### Exercise details
Repeat each entry exactly. Drop every image.

*** Opening Data excerpts ***

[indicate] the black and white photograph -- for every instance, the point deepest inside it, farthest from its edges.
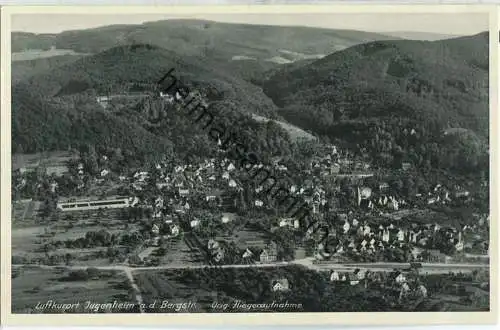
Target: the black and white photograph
(249, 162)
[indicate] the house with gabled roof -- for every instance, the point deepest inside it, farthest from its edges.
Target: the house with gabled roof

*** Closing Data excerpts ***

### Result of the exercise
[indicate] the black and white photograph -- for every instance, the point deepest inside it, farthest from its edges.
Target: the black and white photograph
(249, 162)
[indicate] the house with gabled roof -- for every instance, the point deepest inside it, farthest from its edges.
Target: the house with gabled roof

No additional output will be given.